GIVEN RECORDS:
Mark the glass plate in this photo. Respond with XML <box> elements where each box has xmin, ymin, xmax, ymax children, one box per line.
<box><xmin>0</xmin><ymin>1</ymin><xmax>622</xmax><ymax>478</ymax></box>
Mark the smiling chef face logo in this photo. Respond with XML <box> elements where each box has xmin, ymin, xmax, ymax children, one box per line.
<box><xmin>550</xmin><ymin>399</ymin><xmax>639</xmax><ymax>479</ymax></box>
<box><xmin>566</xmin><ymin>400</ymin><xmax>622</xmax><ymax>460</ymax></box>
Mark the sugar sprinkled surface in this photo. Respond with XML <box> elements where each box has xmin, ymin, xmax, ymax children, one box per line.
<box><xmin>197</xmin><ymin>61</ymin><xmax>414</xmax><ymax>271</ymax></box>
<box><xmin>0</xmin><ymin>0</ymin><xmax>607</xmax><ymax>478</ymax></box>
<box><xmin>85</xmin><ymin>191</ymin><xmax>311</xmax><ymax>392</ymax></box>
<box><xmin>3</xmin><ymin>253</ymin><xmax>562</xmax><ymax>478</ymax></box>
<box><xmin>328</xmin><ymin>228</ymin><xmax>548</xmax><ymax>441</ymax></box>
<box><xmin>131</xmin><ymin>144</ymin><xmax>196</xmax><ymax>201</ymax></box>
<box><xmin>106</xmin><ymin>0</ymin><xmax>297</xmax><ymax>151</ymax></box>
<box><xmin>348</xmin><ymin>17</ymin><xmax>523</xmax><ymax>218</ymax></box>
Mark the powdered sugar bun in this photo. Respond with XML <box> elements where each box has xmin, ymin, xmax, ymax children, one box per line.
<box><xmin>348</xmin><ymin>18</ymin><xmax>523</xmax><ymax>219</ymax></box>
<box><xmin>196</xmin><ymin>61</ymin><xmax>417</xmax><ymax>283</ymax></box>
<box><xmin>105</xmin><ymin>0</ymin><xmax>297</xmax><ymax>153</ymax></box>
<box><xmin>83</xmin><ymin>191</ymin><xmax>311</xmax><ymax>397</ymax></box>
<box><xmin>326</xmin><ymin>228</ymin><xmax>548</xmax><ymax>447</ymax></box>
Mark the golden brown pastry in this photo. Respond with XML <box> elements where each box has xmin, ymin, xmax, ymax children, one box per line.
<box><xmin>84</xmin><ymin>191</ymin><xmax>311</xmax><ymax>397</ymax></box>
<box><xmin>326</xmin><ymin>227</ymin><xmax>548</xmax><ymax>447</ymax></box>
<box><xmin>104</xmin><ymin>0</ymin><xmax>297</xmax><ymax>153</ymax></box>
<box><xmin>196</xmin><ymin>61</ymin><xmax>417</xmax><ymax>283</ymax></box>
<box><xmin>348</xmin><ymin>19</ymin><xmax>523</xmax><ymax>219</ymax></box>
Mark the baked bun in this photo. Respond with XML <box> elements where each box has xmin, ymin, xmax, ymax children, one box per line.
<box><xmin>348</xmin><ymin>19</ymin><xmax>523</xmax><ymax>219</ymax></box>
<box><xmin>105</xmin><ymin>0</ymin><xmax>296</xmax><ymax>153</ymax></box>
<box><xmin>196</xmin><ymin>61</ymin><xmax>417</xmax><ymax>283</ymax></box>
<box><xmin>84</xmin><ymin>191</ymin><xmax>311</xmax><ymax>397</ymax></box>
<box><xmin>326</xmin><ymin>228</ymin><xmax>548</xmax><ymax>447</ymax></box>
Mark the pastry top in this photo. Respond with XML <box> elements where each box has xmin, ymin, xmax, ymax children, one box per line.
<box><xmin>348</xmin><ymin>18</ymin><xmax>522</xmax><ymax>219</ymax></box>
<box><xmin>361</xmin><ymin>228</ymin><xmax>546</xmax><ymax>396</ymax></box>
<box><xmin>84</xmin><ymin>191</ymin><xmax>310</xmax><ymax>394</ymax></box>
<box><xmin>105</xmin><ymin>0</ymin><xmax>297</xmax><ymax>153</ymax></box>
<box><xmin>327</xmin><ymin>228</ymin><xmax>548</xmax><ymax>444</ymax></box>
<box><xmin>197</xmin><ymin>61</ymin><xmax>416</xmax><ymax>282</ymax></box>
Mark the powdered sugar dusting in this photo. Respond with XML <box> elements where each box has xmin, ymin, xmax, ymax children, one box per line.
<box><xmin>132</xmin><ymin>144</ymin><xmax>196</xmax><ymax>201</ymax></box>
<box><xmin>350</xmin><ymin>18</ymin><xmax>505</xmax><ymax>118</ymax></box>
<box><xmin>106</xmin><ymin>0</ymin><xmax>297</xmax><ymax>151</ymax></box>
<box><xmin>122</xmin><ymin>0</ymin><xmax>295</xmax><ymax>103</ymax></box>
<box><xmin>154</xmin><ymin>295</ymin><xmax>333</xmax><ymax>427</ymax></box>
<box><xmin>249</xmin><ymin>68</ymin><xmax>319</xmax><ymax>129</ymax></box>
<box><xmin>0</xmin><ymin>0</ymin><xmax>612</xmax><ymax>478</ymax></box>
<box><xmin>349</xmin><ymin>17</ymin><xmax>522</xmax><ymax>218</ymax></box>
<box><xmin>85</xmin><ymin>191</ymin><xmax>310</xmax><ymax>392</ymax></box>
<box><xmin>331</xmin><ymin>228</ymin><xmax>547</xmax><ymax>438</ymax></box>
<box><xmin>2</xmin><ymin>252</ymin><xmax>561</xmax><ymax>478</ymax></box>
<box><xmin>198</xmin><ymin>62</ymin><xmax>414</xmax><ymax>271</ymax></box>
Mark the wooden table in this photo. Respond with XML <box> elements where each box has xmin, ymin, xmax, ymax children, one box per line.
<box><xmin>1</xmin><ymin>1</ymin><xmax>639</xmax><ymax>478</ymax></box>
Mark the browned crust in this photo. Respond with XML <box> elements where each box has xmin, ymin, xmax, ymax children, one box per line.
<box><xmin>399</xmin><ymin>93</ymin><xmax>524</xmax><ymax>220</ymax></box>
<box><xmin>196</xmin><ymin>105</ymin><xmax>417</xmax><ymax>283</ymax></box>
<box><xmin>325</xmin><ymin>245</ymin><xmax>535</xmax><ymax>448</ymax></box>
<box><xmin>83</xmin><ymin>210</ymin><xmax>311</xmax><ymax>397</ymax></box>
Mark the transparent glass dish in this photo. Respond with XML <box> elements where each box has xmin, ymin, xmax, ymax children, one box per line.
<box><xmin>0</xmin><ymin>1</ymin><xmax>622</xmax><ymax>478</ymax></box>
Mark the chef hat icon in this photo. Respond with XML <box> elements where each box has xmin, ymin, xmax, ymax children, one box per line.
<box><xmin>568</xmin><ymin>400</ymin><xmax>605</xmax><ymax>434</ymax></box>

WHAT YOU ARE ASKED TO DO: For each entry above, write out an exact copy.

EXPECTED ANSWER:
Mark the glass plate in this photo. Respond with XML <box> elements where each box has xmin, ymin, xmax, ymax children, one box per line.
<box><xmin>0</xmin><ymin>1</ymin><xmax>622</xmax><ymax>478</ymax></box>
Mark the smiling chef face logo in this photo. Respond with XML <box> elements where each box has xmin, ymin, xmax, ymax children, one box per line.
<box><xmin>550</xmin><ymin>399</ymin><xmax>639</xmax><ymax>479</ymax></box>
<box><xmin>566</xmin><ymin>400</ymin><xmax>622</xmax><ymax>460</ymax></box>
Mark the sugar sprinkled surface in this photo. Respond with XML <box> elements where each box has xmin, ymin, xmax, ymax children, one box per line.
<box><xmin>197</xmin><ymin>61</ymin><xmax>414</xmax><ymax>271</ymax></box>
<box><xmin>0</xmin><ymin>0</ymin><xmax>607</xmax><ymax>478</ymax></box>
<box><xmin>85</xmin><ymin>191</ymin><xmax>311</xmax><ymax>392</ymax></box>
<box><xmin>3</xmin><ymin>253</ymin><xmax>562</xmax><ymax>478</ymax></box>
<box><xmin>328</xmin><ymin>228</ymin><xmax>548</xmax><ymax>441</ymax></box>
<box><xmin>131</xmin><ymin>144</ymin><xmax>196</xmax><ymax>201</ymax></box>
<box><xmin>106</xmin><ymin>0</ymin><xmax>297</xmax><ymax>151</ymax></box>
<box><xmin>348</xmin><ymin>17</ymin><xmax>523</xmax><ymax>218</ymax></box>
Mark the powdered sugar bun in this photo. Respond with XML <box> elements where each box has xmin, ymin, xmax, ymax children, one box per line.
<box><xmin>348</xmin><ymin>18</ymin><xmax>523</xmax><ymax>219</ymax></box>
<box><xmin>196</xmin><ymin>61</ymin><xmax>417</xmax><ymax>283</ymax></box>
<box><xmin>105</xmin><ymin>0</ymin><xmax>297</xmax><ymax>153</ymax></box>
<box><xmin>83</xmin><ymin>191</ymin><xmax>311</xmax><ymax>397</ymax></box>
<box><xmin>326</xmin><ymin>228</ymin><xmax>548</xmax><ymax>447</ymax></box>
Mark the golden brown pastry in this photo. Respond with XML <box> elements where each box has xmin, ymin, xmax, ymax children, one box per line.
<box><xmin>84</xmin><ymin>191</ymin><xmax>311</xmax><ymax>397</ymax></box>
<box><xmin>326</xmin><ymin>227</ymin><xmax>548</xmax><ymax>447</ymax></box>
<box><xmin>104</xmin><ymin>0</ymin><xmax>297</xmax><ymax>153</ymax></box>
<box><xmin>196</xmin><ymin>61</ymin><xmax>417</xmax><ymax>283</ymax></box>
<box><xmin>348</xmin><ymin>19</ymin><xmax>523</xmax><ymax>219</ymax></box>
Mark the baked bun in this photo. Respond with XML <box> elements where each box has xmin, ymin, xmax, ymax children, one box per line.
<box><xmin>348</xmin><ymin>19</ymin><xmax>523</xmax><ymax>219</ymax></box>
<box><xmin>105</xmin><ymin>0</ymin><xmax>296</xmax><ymax>153</ymax></box>
<box><xmin>196</xmin><ymin>61</ymin><xmax>417</xmax><ymax>283</ymax></box>
<box><xmin>84</xmin><ymin>191</ymin><xmax>311</xmax><ymax>397</ymax></box>
<box><xmin>326</xmin><ymin>228</ymin><xmax>548</xmax><ymax>447</ymax></box>
Mark the pastry top in this photo. Respond with XML <box> elements where each box has xmin, ymin, xmax, ymax children, one box per line.
<box><xmin>348</xmin><ymin>18</ymin><xmax>522</xmax><ymax>219</ymax></box>
<box><xmin>361</xmin><ymin>228</ymin><xmax>546</xmax><ymax>396</ymax></box>
<box><xmin>84</xmin><ymin>191</ymin><xmax>310</xmax><ymax>394</ymax></box>
<box><xmin>105</xmin><ymin>0</ymin><xmax>297</xmax><ymax>153</ymax></box>
<box><xmin>327</xmin><ymin>228</ymin><xmax>548</xmax><ymax>444</ymax></box>
<box><xmin>197</xmin><ymin>61</ymin><xmax>416</xmax><ymax>282</ymax></box>
Mark the powdered sugar dusting in this photo. Respond with XML <box> elements where each box has xmin, ymin, xmax, ymax children, one box per line.
<box><xmin>132</xmin><ymin>144</ymin><xmax>196</xmax><ymax>201</ymax></box>
<box><xmin>350</xmin><ymin>18</ymin><xmax>505</xmax><ymax>118</ymax></box>
<box><xmin>106</xmin><ymin>0</ymin><xmax>297</xmax><ymax>151</ymax></box>
<box><xmin>122</xmin><ymin>0</ymin><xmax>295</xmax><ymax>103</ymax></box>
<box><xmin>154</xmin><ymin>295</ymin><xmax>333</xmax><ymax>427</ymax></box>
<box><xmin>249</xmin><ymin>68</ymin><xmax>319</xmax><ymax>129</ymax></box>
<box><xmin>0</xmin><ymin>0</ymin><xmax>612</xmax><ymax>478</ymax></box>
<box><xmin>349</xmin><ymin>17</ymin><xmax>522</xmax><ymax>218</ymax></box>
<box><xmin>85</xmin><ymin>191</ymin><xmax>310</xmax><ymax>392</ymax></box>
<box><xmin>331</xmin><ymin>228</ymin><xmax>547</xmax><ymax>438</ymax></box>
<box><xmin>2</xmin><ymin>252</ymin><xmax>561</xmax><ymax>478</ymax></box>
<box><xmin>198</xmin><ymin>62</ymin><xmax>414</xmax><ymax>271</ymax></box>
Mark the wooden table in this photo. Respond with XML <box> elements where each box has xmin, ymin, xmax, ymax children, one box per line.
<box><xmin>1</xmin><ymin>1</ymin><xmax>639</xmax><ymax>478</ymax></box>
Mark the browned crust in this photo. Respond with XML <box> elements where each box has xmin, ymin, xmax, ymax children, one box per line.
<box><xmin>399</xmin><ymin>93</ymin><xmax>524</xmax><ymax>220</ymax></box>
<box><xmin>196</xmin><ymin>105</ymin><xmax>417</xmax><ymax>283</ymax></box>
<box><xmin>325</xmin><ymin>245</ymin><xmax>535</xmax><ymax>448</ymax></box>
<box><xmin>83</xmin><ymin>210</ymin><xmax>311</xmax><ymax>397</ymax></box>
Mark the transparent glass dish in this photo. Respond with XML <box> elements where each box has xmin, ymin, xmax, ymax children, one box per line.
<box><xmin>0</xmin><ymin>1</ymin><xmax>622</xmax><ymax>478</ymax></box>
Mark the chef hat icon in this photo. Respond with XML <box> elements where each box has xmin, ymin, xmax, ymax children, one box per line.
<box><xmin>568</xmin><ymin>400</ymin><xmax>605</xmax><ymax>434</ymax></box>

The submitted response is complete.